§ PROBLEM DESCRIPTION
Rename "nose wheel" to "front wheel" everywhere in the material below, and leave every other line unchanged.
▼▼▼
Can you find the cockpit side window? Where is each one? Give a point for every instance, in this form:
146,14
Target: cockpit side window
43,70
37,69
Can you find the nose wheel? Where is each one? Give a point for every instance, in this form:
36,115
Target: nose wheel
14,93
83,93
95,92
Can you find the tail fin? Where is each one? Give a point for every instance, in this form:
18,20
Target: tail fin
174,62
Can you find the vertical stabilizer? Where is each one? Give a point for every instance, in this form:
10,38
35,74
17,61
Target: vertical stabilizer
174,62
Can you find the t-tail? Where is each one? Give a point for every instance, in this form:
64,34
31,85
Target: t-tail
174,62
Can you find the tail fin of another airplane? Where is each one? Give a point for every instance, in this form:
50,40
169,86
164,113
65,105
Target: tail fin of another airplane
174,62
▲▲▲
§ FULL SOLUTION
Can you find the cockpit side window? Where is each one? Give a point for every instance, in this form:
146,14
Target: cockpit side window
43,70
37,69
Can you find the front wheel? Where is each one? Give a point for every instance, in this form:
36,115
Target: front wheel
14,93
83,93
95,92
Can you find the tail fin? Where is each one? Give a point for every instance, in this form:
18,20
Target: tail fin
174,62
Can you find the vertical stabilizer? Where is each one? Give a point for every instance, in this form:
10,38
35,74
17,61
Target: vertical stabilizer
174,62
Can you find the t-tail? Where is each one? Give a point for every instance, in this form:
64,34
31,85
Target: t-tail
174,62
Can you find the tail fin of another airplane? Where is each one? Give a point for every instance, in this form:
50,40
169,86
164,113
65,105
Target: tail fin of another airplane
174,62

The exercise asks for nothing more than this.